Exercise task -
Transcribe all of the material exactly, except for its pictures.

=== Data for the task ===

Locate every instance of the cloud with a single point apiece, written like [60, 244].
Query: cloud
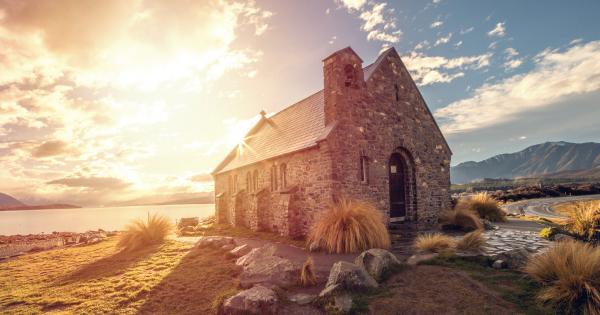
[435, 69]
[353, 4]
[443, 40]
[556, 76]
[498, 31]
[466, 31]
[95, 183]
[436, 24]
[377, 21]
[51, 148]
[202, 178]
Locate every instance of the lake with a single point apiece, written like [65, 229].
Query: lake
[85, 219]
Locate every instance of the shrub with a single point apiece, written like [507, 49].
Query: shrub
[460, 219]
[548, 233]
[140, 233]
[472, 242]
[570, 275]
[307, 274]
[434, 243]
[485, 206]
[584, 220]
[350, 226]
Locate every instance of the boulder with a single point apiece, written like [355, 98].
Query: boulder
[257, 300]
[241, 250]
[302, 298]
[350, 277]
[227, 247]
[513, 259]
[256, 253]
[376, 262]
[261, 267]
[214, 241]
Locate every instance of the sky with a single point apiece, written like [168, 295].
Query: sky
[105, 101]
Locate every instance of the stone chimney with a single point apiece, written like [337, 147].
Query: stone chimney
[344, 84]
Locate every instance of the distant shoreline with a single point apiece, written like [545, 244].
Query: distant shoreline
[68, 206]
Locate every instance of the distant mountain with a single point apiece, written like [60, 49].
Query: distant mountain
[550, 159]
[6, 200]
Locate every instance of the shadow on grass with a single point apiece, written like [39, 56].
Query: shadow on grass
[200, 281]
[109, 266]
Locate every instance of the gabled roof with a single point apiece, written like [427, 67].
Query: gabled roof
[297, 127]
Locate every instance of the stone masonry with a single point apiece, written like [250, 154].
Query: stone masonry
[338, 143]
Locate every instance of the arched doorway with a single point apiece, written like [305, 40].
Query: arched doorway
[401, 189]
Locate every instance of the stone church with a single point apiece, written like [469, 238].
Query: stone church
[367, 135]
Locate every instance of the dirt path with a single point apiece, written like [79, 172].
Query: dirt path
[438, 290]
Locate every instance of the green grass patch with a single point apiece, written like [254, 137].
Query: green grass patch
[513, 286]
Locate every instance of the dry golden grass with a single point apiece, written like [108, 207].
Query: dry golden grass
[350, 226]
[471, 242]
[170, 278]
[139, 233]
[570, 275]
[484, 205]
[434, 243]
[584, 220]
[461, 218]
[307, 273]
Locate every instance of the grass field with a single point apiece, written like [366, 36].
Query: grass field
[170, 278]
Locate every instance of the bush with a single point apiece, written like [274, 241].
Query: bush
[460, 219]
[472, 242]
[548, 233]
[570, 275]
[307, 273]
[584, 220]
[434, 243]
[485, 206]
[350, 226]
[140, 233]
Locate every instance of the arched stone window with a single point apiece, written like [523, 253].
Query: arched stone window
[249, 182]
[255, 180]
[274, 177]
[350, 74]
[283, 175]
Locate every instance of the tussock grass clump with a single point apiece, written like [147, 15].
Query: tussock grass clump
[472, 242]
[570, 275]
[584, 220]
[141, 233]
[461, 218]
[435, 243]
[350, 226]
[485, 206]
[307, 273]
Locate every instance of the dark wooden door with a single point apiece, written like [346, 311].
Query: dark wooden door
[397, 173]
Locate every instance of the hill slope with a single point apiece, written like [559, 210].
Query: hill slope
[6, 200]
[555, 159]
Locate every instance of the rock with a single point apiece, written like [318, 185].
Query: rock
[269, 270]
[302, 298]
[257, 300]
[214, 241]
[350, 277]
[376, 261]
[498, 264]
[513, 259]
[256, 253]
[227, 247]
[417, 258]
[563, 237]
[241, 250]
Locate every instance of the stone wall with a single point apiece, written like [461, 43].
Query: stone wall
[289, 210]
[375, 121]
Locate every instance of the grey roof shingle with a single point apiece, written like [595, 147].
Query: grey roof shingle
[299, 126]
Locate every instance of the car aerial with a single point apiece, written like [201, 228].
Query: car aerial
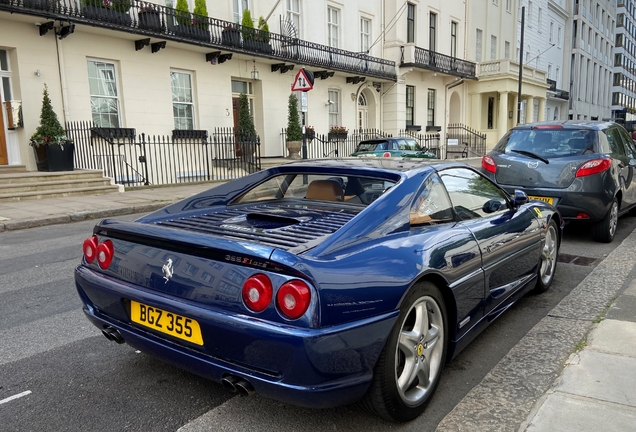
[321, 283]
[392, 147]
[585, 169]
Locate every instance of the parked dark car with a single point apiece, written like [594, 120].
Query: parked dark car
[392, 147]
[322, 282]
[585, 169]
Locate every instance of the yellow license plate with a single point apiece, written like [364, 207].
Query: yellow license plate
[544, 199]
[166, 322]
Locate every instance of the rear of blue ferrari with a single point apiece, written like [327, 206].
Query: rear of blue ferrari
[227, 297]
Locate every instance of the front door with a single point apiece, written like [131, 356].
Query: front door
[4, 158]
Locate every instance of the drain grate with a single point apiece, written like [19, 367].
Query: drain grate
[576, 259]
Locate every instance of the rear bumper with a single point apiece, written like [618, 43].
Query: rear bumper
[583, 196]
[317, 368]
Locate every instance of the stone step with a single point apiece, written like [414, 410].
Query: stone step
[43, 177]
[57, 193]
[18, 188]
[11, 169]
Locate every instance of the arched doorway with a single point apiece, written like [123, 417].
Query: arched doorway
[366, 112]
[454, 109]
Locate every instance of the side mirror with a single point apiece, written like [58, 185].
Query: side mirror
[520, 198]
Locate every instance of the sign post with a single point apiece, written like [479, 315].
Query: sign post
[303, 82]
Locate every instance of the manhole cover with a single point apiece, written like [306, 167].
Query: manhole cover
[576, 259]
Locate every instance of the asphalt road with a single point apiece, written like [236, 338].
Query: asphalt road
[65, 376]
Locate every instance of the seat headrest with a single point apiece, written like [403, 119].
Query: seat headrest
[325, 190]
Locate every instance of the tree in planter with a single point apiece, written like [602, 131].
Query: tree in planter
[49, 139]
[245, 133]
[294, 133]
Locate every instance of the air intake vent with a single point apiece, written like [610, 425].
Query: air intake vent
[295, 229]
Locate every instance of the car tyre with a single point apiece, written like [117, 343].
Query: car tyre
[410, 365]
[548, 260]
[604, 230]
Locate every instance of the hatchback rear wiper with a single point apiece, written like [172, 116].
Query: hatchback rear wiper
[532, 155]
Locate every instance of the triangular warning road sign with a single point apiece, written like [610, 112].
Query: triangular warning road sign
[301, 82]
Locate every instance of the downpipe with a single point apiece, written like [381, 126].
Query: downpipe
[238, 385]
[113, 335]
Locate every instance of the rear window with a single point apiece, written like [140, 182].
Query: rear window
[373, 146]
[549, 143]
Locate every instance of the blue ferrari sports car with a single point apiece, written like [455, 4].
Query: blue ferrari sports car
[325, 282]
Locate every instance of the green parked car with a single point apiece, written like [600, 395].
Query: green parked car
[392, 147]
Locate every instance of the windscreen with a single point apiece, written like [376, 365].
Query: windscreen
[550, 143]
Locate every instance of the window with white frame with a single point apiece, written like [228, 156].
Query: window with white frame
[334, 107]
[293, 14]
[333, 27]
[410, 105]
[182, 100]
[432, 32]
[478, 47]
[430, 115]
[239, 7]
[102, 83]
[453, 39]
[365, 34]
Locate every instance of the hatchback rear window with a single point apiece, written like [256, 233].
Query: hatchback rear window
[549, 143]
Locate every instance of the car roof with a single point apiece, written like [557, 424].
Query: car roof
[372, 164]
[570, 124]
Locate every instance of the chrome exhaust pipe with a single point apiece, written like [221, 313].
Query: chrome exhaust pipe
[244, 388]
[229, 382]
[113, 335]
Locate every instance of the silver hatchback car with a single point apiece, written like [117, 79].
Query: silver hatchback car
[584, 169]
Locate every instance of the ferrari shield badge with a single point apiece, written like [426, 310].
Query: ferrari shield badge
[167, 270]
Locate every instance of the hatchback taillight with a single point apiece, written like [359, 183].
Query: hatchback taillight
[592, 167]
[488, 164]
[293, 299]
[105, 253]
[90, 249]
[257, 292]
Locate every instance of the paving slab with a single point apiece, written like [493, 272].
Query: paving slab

===

Output of the exercise -
Locate every instance of the cloud with a single point apiece, written like [60, 244].
Query: cloud
[435, 69]
[353, 4]
[443, 40]
[556, 76]
[498, 31]
[466, 31]
[95, 183]
[436, 24]
[377, 21]
[51, 148]
[202, 178]
Locate every instance of the lake with a single point apiece, written like [65, 229].
Query: lake
[85, 219]
Locate every instance of the shrub with a single point apiece, written like [507, 49].
Query: shrub
[460, 219]
[548, 233]
[140, 233]
[472, 242]
[570, 275]
[307, 274]
[434, 243]
[485, 206]
[584, 220]
[350, 226]
Locate every instance of the boulder with a single point apiece, written like [355, 98].
Query: boulder
[257, 300]
[241, 250]
[302, 298]
[350, 277]
[227, 247]
[513, 259]
[256, 253]
[376, 262]
[261, 267]
[214, 241]
Locate every instance of the sky with a single point apiece, written like [168, 295].
Query: sky
[105, 101]
Locate every instance of the stone chimney with a single point apiece, written like [337, 147].
Query: stone chimney
[344, 84]
Locate every instance of the distant shoreline with a single point apiece, written like [545, 244].
Query: distant shoreline
[68, 206]
Locate every instance of the distant mountain with a single point apiece, written like [60, 49].
Query: distant mountain
[550, 159]
[6, 200]
Locate every instance of the shadow on grass with a single point apiece, written like [39, 56].
Query: shadow on grass
[200, 281]
[109, 266]
Locate every instance of the gabled roof with a single point apiece, written like [427, 67].
Query: gabled roof
[297, 127]
Locate every instance of the stone masonry with a single point apiece, written like [250, 154].
Query: stone masonry
[338, 143]
Locate every instance of the arched doorway with a single point apiece, written like [305, 40].
Query: arched doorway
[401, 189]
Locate every instance of the stone church with a single point apiece, written like [469, 238].
Query: stone church
[367, 135]
Locate every instance of the dirt path with a single point apiece, written like [79, 172].
Query: dirt path
[438, 290]
Locate every instance of the green grass patch with a single point apiece, written like [254, 137].
Query: green grass patch
[513, 286]
Locate every instance of the dry golden grass with a single point apiece, written like [108, 207].
Query: dry golden grass
[350, 226]
[471, 242]
[170, 278]
[139, 233]
[570, 275]
[484, 205]
[434, 243]
[584, 220]
[461, 218]
[307, 273]
Locate every instance of the grass field with a single point apiece, written like [366, 36].
Query: grass field
[170, 278]
Locate every instance of the bush with a single point apiece, written like [274, 241].
Query: bush
[460, 219]
[472, 242]
[548, 233]
[570, 275]
[307, 273]
[584, 220]
[434, 243]
[485, 206]
[350, 226]
[140, 233]
Locate every instance of the arched stone window with a single point apiece, written like [523, 253].
Query: arched stone window
[249, 182]
[255, 180]
[274, 177]
[350, 74]
[283, 175]
Locate every instance of the tussock grass clump with a single point apiece, written like [147, 15].
Query: tussock grass clump
[472, 242]
[570, 275]
[584, 220]
[141, 233]
[461, 218]
[435, 243]
[350, 226]
[485, 206]
[307, 273]
Locate every instance of the dark wooden door with a single point apiece, written like [346, 311].
Query: dark wooden door
[397, 173]
Locate every instance of the hill slope with a single point apiece, written like [559, 210].
Query: hill slope
[6, 200]
[555, 159]
Locate every instance of the rock with a single point apiece, written like [318, 185].
Query: rock
[269, 270]
[302, 298]
[257, 300]
[214, 241]
[350, 277]
[376, 261]
[498, 264]
[513, 259]
[256, 253]
[227, 247]
[417, 258]
[563, 237]
[241, 250]
Locate every instance of the stone wall with a single point apiece, written like [461, 43].
Query: stone wall
[289, 210]
[375, 121]
Locate every instance of the grey roof shingle with a single point apiece, written like [595, 147].
Query: grey roof shingle
[299, 126]
Locate every instance of the car aerial with a single point apiece, written like [201, 228].
Query: car aerial
[321, 283]
[392, 147]
[585, 169]
Locate every instance of the parked dark car with a single point apiece, written like [594, 120].
Query: parked dark car
[392, 147]
[322, 282]
[585, 169]
Locate every instance of the yellow license plate with a single point apiece, written like [364, 207].
Query: yellow license plate
[544, 199]
[166, 322]
Locate every instance of the rear of blue ferrari with a single point apiece, written like [327, 206].
Query: rear of blue ferrari
[227, 297]
Locate every instance of the front door with a single point apiece, written like [131, 356].
Query: front door
[4, 158]
Locate every instance of the drain grate with a single point apiece, written like [19, 367].
Query: drain grate
[576, 259]
Locate every instance of the rear bumper with a single point apiece, written like [618, 43].
Query: rear bumper
[583, 196]
[317, 368]
Locate every instance of the stone step with a single point apiece, written like [414, 410].
Query: stone step
[43, 177]
[57, 193]
[18, 188]
[11, 169]
Locate every instance of the arched doorway with a single point apiece, written like [123, 417].
Query: arched doorway
[366, 112]
[454, 109]
Locate every instance of the side mirror with a single point apiece, written like [58, 185].
Query: side mirror
[520, 198]
Locate every instance of the sign post with a single point apiece, written like [479, 315].
Query: sign post
[303, 82]
Locate every instance of the manhole cover with a single point apiece, written like [306, 167].
Query: manhole cover
[576, 259]
Locate every instance of the asphalt road with a single point apiece, written like [236, 338].
Query: asphalt road
[65, 376]
Locate every instance of the seat headrest with a single point apiece, written like [403, 119].
Query: seat headrest
[325, 190]
Locate every instance of the tree in planter with a single point apiece, written like [602, 131].
Query: tree in planter
[49, 139]
[245, 133]
[294, 133]
Locate every instance of the air intake vent with a single point apiece, written like [610, 425].
Query: air intake vent
[295, 229]
Locate every instance of the car tyre with a single point apiece, written like [117, 343].
Query: car tyre
[410, 365]
[548, 260]
[604, 230]
Locate every instance of the hatchback rear wiper with a single point apiece, written like [172, 116].
Query: hatchback rear wiper
[532, 155]
Locate every instance of the triangular warning road sign with a single point apiece, written like [610, 112].
Query: triangular warning road sign
[301, 82]
Locate every instance of the downpipe with a single point apiece, written like [381, 126].
Query: downpipe
[238, 385]
[113, 335]
Locate every instance of the rear window with a single point apiece, written like [140, 182].
Query: rear window
[373, 146]
[549, 143]
Locate every instance of the blue ferrari sports car with a single point apiece, written like [455, 4].
Query: blue ferrari sports car
[325, 282]
Locate every instance of the green parked car with a single point apiece, written like [600, 395].
Query: green parked car
[392, 147]
Locate every instance of the windscreen with a single point apiece, written like [376, 365].
Query: windscreen
[550, 143]
Locate every instance of the window with white frame with a single point apiece, written like [228, 156].
Query: window with white frame
[334, 107]
[293, 14]
[333, 27]
[410, 105]
[182, 100]
[432, 32]
[478, 47]
[430, 115]
[239, 7]
[102, 83]
[453, 39]
[365, 34]
Locate every instance of the hatchback rear window with a single point apiece, written like [256, 233].
Query: hatchback rear window
[549, 143]
Locate every instance of the car roof with a single point apiece, written like [557, 424].
Query: car roof
[372, 164]
[570, 124]
Locate every instance of the chrome exhaust pipe with a single point apiece, written like [221, 313].
Query: chrome exhaust pipe
[244, 388]
[229, 382]
[113, 335]
Locate every instance of the silver hatchback car with a single point apiece, written like [117, 79].
Query: silver hatchback car
[584, 169]
Locate every instance of the ferrari shield badge with a single point apiece, written like [426, 310].
Query: ferrari shield badge
[167, 270]
Locate every instance of the hatchback taillight with a single point apiece, written like [359, 183].
Query: hatchback taillight
[592, 167]
[488, 164]
[293, 299]
[105, 253]
[90, 249]
[257, 292]
Locate every instance of the paving slab with a single point apiece, written like [493, 272].
Query: paving slab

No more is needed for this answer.